**Assignment**
Repeat every one of the records below word for word, omitting the pictures.

Saved data entries
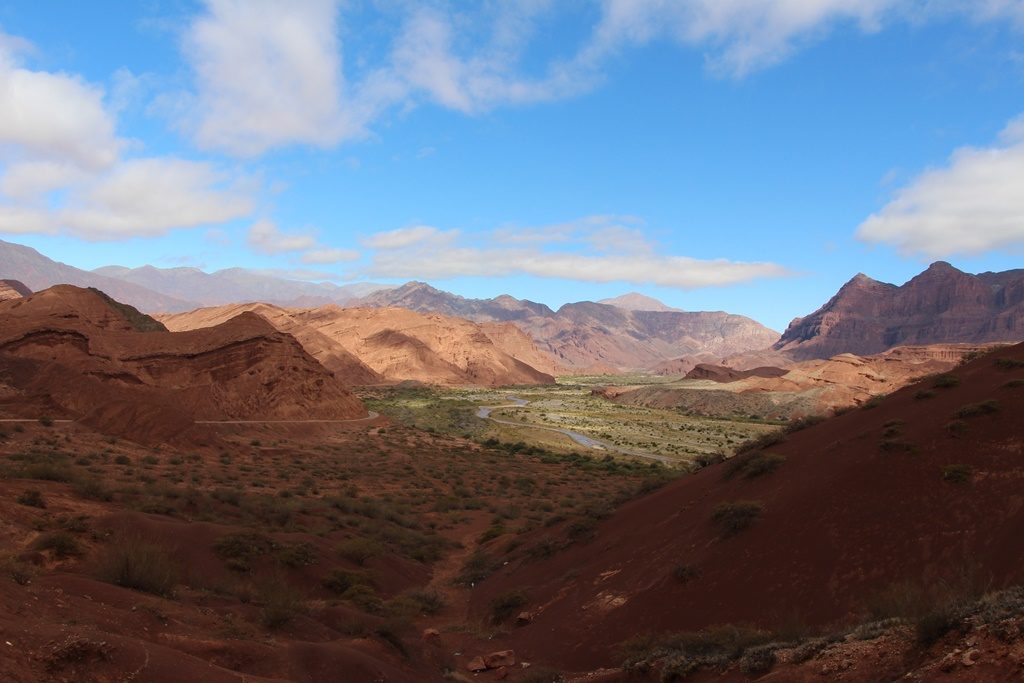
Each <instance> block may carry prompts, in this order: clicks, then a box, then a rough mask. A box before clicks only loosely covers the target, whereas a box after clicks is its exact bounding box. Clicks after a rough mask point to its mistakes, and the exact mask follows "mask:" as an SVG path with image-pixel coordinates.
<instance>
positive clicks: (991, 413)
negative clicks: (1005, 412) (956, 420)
mask: <svg viewBox="0 0 1024 683" xmlns="http://www.w3.org/2000/svg"><path fill="white" fill-rule="evenodd" d="M1000 408H1001V407H1000V405H999V401H997V400H994V399H989V400H983V401H981V402H979V403H968V404H966V405H961V407H959V408H958V409H957V410H956V412H955V413H953V417H954V418H976V417H978V416H981V415H991V414H993V413H998V412H999V410H1000Z"/></svg>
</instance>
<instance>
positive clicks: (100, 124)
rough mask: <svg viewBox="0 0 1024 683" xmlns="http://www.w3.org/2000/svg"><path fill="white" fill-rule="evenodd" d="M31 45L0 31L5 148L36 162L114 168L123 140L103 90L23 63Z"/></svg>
mask: <svg viewBox="0 0 1024 683" xmlns="http://www.w3.org/2000/svg"><path fill="white" fill-rule="evenodd" d="M26 45H27V43H26V41H24V40H22V39H17V38H13V37H10V36H6V35H4V34H2V33H0V145H4V146H8V147H13V148H14V150H17V151H19V152H20V153H23V154H26V155H30V156H32V157H35V158H39V159H43V160H48V161H60V162H67V163H72V164H75V165H76V166H79V167H80V168H83V169H89V170H96V169H102V168H106V167H109V166H111V165H112V164H113V163H114V162H115V161H116V160H117V158H118V154H119V152H120V148H121V146H122V142H121V141H120V140H119V139H118V138H117V135H116V134H115V123H114V119H113V118H112V117H111V116H110V115H109V114H108V113H106V111H105V110H104V108H103V91H102V89H101V88H97V87H95V86H93V85H90V84H88V83H86V82H84V81H82V80H81V79H79V78H77V77H74V76H69V75H66V74H51V73H47V72H39V71H31V70H28V69H25V68H23V67H22V66H20V65H19V62H18V54H19V52H22V51H24V50H25V48H26Z"/></svg>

**Response to the task**
Each <instance> block may carry prompts, in this order: clicks, then a box, then a rough mask. A box before clicks only loosely covers the target, whereas a box after clicks is its exact bounding box. Clicks after a rough mask point to its mistakes, and the exact mask follows "mask:" as an SVG path with image-pixel coordinates.
<instance>
positive clicks: (991, 413)
negative clicks: (1005, 412) (956, 420)
mask: <svg viewBox="0 0 1024 683" xmlns="http://www.w3.org/2000/svg"><path fill="white" fill-rule="evenodd" d="M1000 408H1001V407H1000V405H999V401H997V400H994V399H989V400H983V401H981V402H979V403H968V404H966V405H961V407H959V408H958V409H957V410H956V412H955V413H953V417H954V418H976V417H978V416H981V415H991V414H993V413H998V412H999V410H1000Z"/></svg>
</instance>
<instance>
positive clicks: (100, 124)
rough mask: <svg viewBox="0 0 1024 683" xmlns="http://www.w3.org/2000/svg"><path fill="white" fill-rule="evenodd" d="M31 45L0 31L5 148L36 162L114 168L123 140L103 90L23 63Z"/></svg>
mask: <svg viewBox="0 0 1024 683" xmlns="http://www.w3.org/2000/svg"><path fill="white" fill-rule="evenodd" d="M26 45H27V43H26V41H24V40H22V39H17V38H13V37H10V36H6V35H4V34H2V33H0V145H4V146H8V147H13V148H14V150H17V151H19V152H20V153H23V154H26V155H30V156H32V157H35V158H39V159H43V160H48V161H60V162H67V163H72V164H75V165H76V166H79V167H80V168H83V169H89V170H96V169H102V168H106V167H109V166H111V165H112V164H113V163H114V162H115V161H116V160H117V158H118V154H119V152H120V148H121V146H122V142H121V141H120V140H119V139H118V138H117V135H116V134H115V123H114V119H113V118H112V117H111V116H110V115H109V114H108V113H106V111H105V110H104V108H103V91H102V89H101V88H97V87H95V86H93V85H90V84H88V83H86V82H84V81H82V80H81V79H79V78H77V77H74V76H69V75H66V74H51V73H47V72H39V71H31V70H28V69H25V68H23V67H22V66H20V65H19V62H18V54H19V52H22V51H24V50H25V48H26Z"/></svg>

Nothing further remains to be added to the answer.